● Stated task:
Can you repeat every one of the lines below word for word, leaving out the pictures?

● Data for processing:
========

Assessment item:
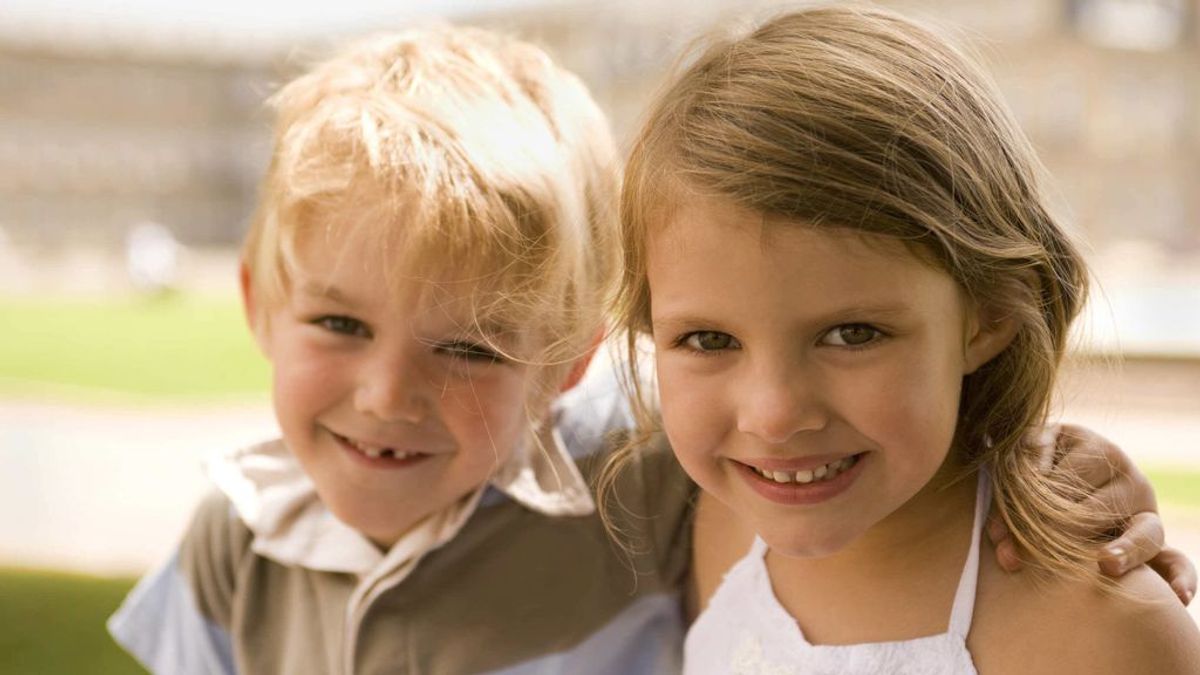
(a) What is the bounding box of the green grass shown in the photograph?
[1142,467,1200,509]
[0,568,145,675]
[0,294,268,399]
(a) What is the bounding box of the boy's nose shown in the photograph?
[354,363,430,424]
[737,372,829,444]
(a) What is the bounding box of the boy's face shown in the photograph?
[242,225,536,548]
[647,194,1007,557]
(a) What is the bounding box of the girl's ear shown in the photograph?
[238,262,269,356]
[962,299,1020,375]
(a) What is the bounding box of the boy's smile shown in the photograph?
[647,193,990,557]
[247,227,535,548]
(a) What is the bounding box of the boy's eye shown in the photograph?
[821,323,883,347]
[312,316,371,338]
[683,330,739,352]
[438,341,504,363]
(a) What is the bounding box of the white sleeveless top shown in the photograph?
[684,471,991,675]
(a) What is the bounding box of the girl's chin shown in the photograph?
[758,521,862,558]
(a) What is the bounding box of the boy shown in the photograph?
[110,28,688,674]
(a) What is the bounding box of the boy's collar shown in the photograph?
[208,424,595,577]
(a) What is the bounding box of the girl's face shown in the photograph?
[647,194,1003,557]
[244,223,539,546]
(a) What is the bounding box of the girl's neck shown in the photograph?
[767,467,977,644]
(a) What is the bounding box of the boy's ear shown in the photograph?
[238,262,266,354]
[558,328,604,394]
[962,299,1021,375]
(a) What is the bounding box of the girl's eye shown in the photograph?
[438,341,504,363]
[683,330,738,352]
[312,316,371,338]
[821,323,883,347]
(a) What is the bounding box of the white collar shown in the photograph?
[206,417,595,583]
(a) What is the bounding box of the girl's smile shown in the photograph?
[736,453,868,504]
[647,196,998,557]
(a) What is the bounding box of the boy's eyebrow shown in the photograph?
[300,281,354,306]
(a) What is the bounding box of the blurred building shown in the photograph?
[0,26,277,250]
[0,0,1200,259]
[479,0,1200,257]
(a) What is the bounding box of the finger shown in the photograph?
[1147,546,1196,607]
[1055,424,1132,488]
[1088,474,1158,521]
[1099,512,1163,577]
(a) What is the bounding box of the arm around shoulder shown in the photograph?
[980,567,1200,675]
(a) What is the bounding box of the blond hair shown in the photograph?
[606,7,1096,575]
[242,25,620,401]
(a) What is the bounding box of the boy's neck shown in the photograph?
[767,458,977,644]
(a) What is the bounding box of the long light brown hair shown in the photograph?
[605,6,1096,574]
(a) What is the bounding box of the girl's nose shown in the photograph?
[354,359,430,424]
[738,371,829,444]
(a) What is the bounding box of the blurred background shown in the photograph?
[0,0,1200,674]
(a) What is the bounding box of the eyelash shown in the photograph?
[817,323,888,352]
[672,323,889,357]
[311,315,371,338]
[436,341,505,364]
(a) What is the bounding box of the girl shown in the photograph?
[609,7,1200,674]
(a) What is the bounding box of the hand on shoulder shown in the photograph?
[968,542,1200,675]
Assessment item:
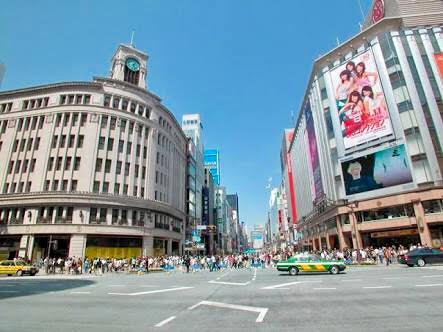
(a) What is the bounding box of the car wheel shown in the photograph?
[289,266,298,276]
[329,265,340,274]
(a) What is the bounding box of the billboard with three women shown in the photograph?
[331,50,393,149]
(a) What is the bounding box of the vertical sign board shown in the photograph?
[304,102,324,202]
[202,187,209,225]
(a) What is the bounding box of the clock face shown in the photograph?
[372,0,385,23]
[126,58,140,71]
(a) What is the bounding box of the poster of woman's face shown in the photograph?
[331,50,392,149]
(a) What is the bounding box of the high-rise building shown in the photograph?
[204,149,220,186]
[0,62,6,88]
[290,0,443,250]
[0,45,187,260]
[182,114,205,251]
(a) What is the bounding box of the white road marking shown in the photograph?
[108,287,194,296]
[341,279,362,282]
[313,287,337,290]
[262,280,322,289]
[422,274,443,278]
[154,316,175,327]
[208,280,251,286]
[188,301,268,323]
[0,291,18,293]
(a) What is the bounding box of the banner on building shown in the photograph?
[341,144,413,195]
[304,102,324,202]
[331,50,393,149]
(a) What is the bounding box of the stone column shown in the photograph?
[142,235,154,256]
[69,235,86,259]
[336,215,346,250]
[349,212,363,249]
[412,200,432,247]
[166,239,172,256]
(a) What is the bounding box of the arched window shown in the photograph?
[124,58,140,85]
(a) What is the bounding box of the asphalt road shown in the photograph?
[0,266,443,332]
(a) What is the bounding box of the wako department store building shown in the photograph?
[0,45,187,260]
[290,0,443,250]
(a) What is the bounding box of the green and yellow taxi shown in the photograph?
[277,254,346,276]
[0,259,38,277]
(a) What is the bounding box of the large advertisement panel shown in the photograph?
[304,102,324,202]
[331,50,392,149]
[341,144,413,195]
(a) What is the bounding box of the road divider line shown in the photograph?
[262,280,322,289]
[314,287,337,290]
[71,292,91,294]
[154,316,176,327]
[188,301,268,323]
[208,280,251,286]
[108,287,194,296]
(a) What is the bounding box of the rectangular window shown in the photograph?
[98,136,105,150]
[60,180,68,191]
[20,139,26,152]
[68,135,75,148]
[108,138,114,151]
[65,157,72,171]
[56,157,63,171]
[77,135,85,149]
[80,113,88,127]
[74,157,81,171]
[26,138,34,151]
[34,137,40,151]
[100,115,108,128]
[52,135,58,149]
[71,180,77,191]
[95,158,103,172]
[48,157,54,171]
[15,160,22,173]
[105,159,111,173]
[115,161,122,174]
[60,135,66,148]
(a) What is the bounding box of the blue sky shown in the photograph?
[0,0,370,230]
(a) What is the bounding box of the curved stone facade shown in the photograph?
[0,48,186,259]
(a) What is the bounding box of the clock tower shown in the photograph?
[111,44,148,89]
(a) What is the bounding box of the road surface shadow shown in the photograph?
[0,278,95,300]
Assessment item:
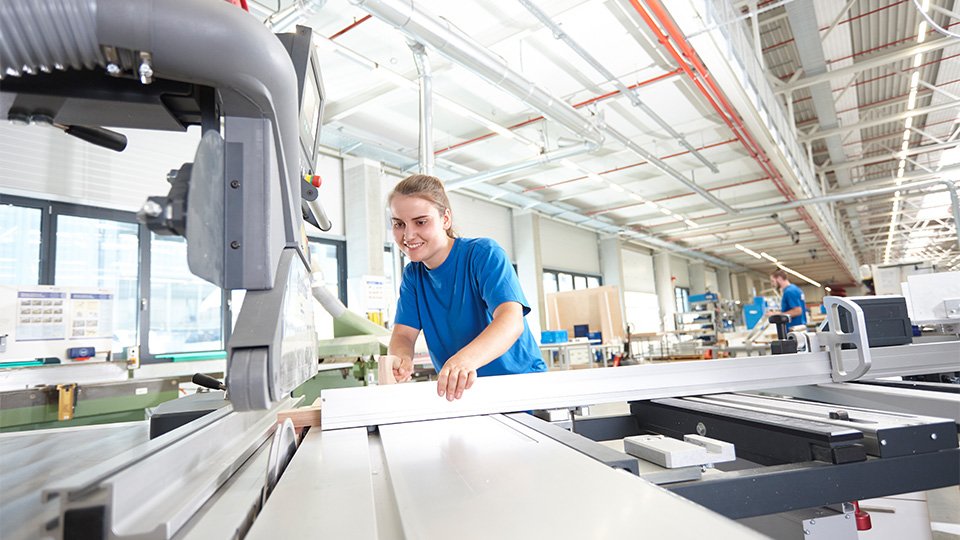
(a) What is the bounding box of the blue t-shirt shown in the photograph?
[394,238,547,376]
[780,283,807,326]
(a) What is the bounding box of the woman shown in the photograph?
[384,174,546,401]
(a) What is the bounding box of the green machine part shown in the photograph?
[0,377,180,432]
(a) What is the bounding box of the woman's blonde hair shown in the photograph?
[387,174,457,238]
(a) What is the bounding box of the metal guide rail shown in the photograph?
[321,341,960,430]
[247,415,762,540]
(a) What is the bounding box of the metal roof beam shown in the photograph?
[774,38,957,94]
[800,101,960,142]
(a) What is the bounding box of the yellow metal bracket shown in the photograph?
[57,383,77,420]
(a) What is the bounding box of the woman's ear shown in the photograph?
[443,208,453,231]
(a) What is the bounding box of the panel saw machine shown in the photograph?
[0,0,960,539]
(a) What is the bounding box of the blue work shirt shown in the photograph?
[394,238,547,376]
[780,283,807,326]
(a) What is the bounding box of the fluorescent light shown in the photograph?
[733,244,763,259]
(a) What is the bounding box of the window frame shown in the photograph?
[0,192,240,364]
[673,286,690,313]
[540,268,603,292]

========

● Result of the exercise:
Assessment item:
(a) What is the bounding box of the green grass shown in the photograph?
[1142,467,1200,509]
[0,568,145,675]
[0,294,268,399]
(a) What is the bounding box of the boy's nose shown in the photograph?
[354,363,430,424]
[737,372,829,444]
(a) What is the bounding box of the boy's face shown in the photograph?
[242,225,536,548]
[647,194,1007,557]
(a) What is the bounding box of the girl's ear shown in the photograph?
[238,262,269,356]
[962,299,1020,375]
(a) What is the bounding box of the boy's smile shown in the photograph?
[647,193,990,557]
[247,227,535,548]
(a) What is the bounding box of the boy's eye shown in the photograph?
[821,323,883,347]
[312,316,371,338]
[683,330,739,352]
[438,341,504,363]
(a) What is the bounding box of the white sleeveless top shown in the photograph?
[684,471,991,675]
(a) What is the bounding box of the girl's chin shown in the photograph?
[758,521,862,558]
(a) What is the bounding box of the boy shown in the photograph?
[110,28,688,674]
(a) What is the bounding box of the boy's collar shown in the photograph?
[208,424,595,577]
(a) What is the bounding box of the girl's face shown in the photograph?
[647,194,1003,557]
[244,223,539,546]
(a) What is the bounding box of the girl's neck shown in the photograph?
[767,467,977,644]
(a) What is the bounding box of the boy's ear shown in the photograph?
[238,262,266,354]
[558,328,604,394]
[962,299,1021,375]
(a) What is the bounding box of the girl's eye shown in the photograph?
[438,341,504,363]
[683,330,738,352]
[312,316,371,338]
[821,323,883,347]
(a) What is the bounding box of the white collar shown in the photograph?
[206,417,595,583]
(a) What is the bounding box of the girl's smile shown in the photograph?
[736,453,868,504]
[647,196,998,557]
(a) What is the bounding box of the boy's eyebrow shown in the photograph?
[300,281,354,306]
(a) What is the bounding box of the blurred building shown in the photograph?
[0,26,277,250]
[0,0,1200,259]
[479,0,1200,257]
(a) What is the bounding box of the finger shown in the photograph?
[1147,546,1196,607]
[1055,424,1132,488]
[1088,474,1158,521]
[1099,512,1163,577]
(a) What is the bounding box of the arm around shoulder shown in the photograph?
[980,567,1200,675]
(a) What is the bounding box of the blond hair shown in the photograph?
[606,7,1096,575]
[242,25,620,401]
(a) What is the bounding box of the boy's neck shown in the photograph?
[767,458,977,644]
(a) What is the bounding box of the long light brown hair shown in the photograph?
[605,6,1096,574]
(a) What is the bounding box of the girl's nose shown in the photograph?
[354,359,430,424]
[738,371,829,444]
(a) What is the bounding box of the blurred background shown in the photograph?
[0,0,1200,674]
(a) What is the bounding box of the eyelash shown in the photograph?
[817,323,888,352]
[672,323,889,357]
[311,315,371,338]
[436,341,505,364]
(a) What is the bounding box of the girl shown in the photograph?
[609,7,1200,674]
(a) What is the bounding box of the hand on shoulder shown in the photograph?
[968,542,1200,675]
Assessment item:
(a) What is the bounding box of the car wheel shown in the photograph?
[289,266,298,276]
[329,265,340,274]
(a) What is the bounding box of the billboard with three women shown in the photograph?
[331,50,393,149]
(a) What is the bounding box of the vertical sign board shown in the photograph?
[304,102,324,202]
[202,187,209,225]
(a) What is the bounding box of the clock face shown in the photograph?
[372,0,385,23]
[126,58,140,71]
(a) What is the bounding box of the poster of woman's face shown in the photograph?
[331,50,392,149]
(a) What is the bounding box of the high-rise building shown in the photograph?
[204,149,220,186]
[0,62,6,88]
[290,0,443,250]
[0,45,187,260]
[182,114,205,251]
(a) What is the bounding box of the white road marking shown in the photograph?
[108,287,194,296]
[341,279,362,282]
[313,287,337,290]
[262,280,322,289]
[422,274,443,278]
[154,316,175,327]
[208,280,251,286]
[188,301,268,323]
[0,291,18,293]
(a) What is the bounding box of the banner on building shown in the photograph?
[341,144,413,195]
[304,102,324,202]
[331,50,393,149]
(a) What is the bounding box of the stone column shown in the photograph?
[142,235,154,256]
[69,235,86,259]
[336,215,346,250]
[349,212,363,249]
[412,200,432,247]
[166,239,172,256]
(a) What is the bounding box of the arched window shown in the photograph?
[124,58,140,85]
(a) What is the bounding box of the asphalt road shown in the photograph?
[0,266,443,332]
(a) What is the bounding box of the wako department store building shown in the photograph?
[0,45,187,260]
[290,0,443,250]
(a) What is the bounding box of the green and yellow taxi shown in the photograph?
[277,254,346,276]
[0,259,38,277]
(a) What is the bounding box of the large advertisement panel shown in the photograph?
[304,102,324,202]
[331,50,392,149]
[341,144,413,195]
(a) What is the bounding box of the road divider line shown in the photograph?
[262,280,322,289]
[314,287,337,290]
[71,292,91,294]
[154,316,176,327]
[188,301,268,323]
[208,280,251,286]
[108,287,194,296]
(a) What is the bounding box of the rectangular window shown in the photograph?
[98,136,105,150]
[60,180,68,191]
[20,139,26,152]
[68,135,75,148]
[108,138,114,151]
[65,157,72,171]
[56,157,63,171]
[77,135,85,149]
[80,113,88,127]
[74,157,81,171]
[26,138,34,151]
[34,137,40,151]
[100,115,108,128]
[52,135,58,149]
[71,180,77,191]
[95,158,103,172]
[48,157,54,171]
[15,160,22,173]
[105,159,111,173]
[115,161,122,174]
[60,135,66,148]
(a) What is the bounding box of the blue sky shown in the photograph?
[0,0,370,230]
(a) What is the bounding box of the curved stone facade shown in the photograph?
[0,48,186,259]
(a) What is the bounding box of the clock tower shown in the photograph?
[111,44,148,89]
(a) What is the bounding box of the road surface shadow shown in the photograph?
[0,278,95,300]
Assessment item:
(a) What is the bounding box of the blue t-shirt shown in the photograph?
[394,238,547,376]
[780,283,807,326]
(a) What is the bounding box of the woman shown in the photograph?
[384,174,546,401]
(a) What is the bounding box of the green machine part shown in the photograph?
[0,377,180,432]
(a) What is the bounding box of the woman's blonde hair shown in the photograph?
[387,174,457,238]
(a) What is the bounding box of the metal guide rail shown in the photograph?
[321,341,960,430]
[247,415,762,540]
(a) What is the bounding box of the metal roof beam shown in the photograph?
[774,38,957,94]
[800,101,960,142]
(a) What is the bounding box of the yellow metal bracket shown in the photograph?
[57,383,77,420]
(a) What is the bounding box of the woman's ear shown in the photograph?
[443,208,453,231]
(a) What is the bounding box of the panel saw machine shown in the photograph?
[0,0,960,539]
(a) What is the bounding box of the blue work shirt shown in the photograph?
[394,238,547,376]
[780,283,807,326]
(a) What is the bounding box of the fluorescent light shown in the photograph?
[733,244,763,259]
(a) What is the bounding box of the window frame shown in the photograph?
[0,192,240,364]
[673,286,690,313]
[540,268,603,292]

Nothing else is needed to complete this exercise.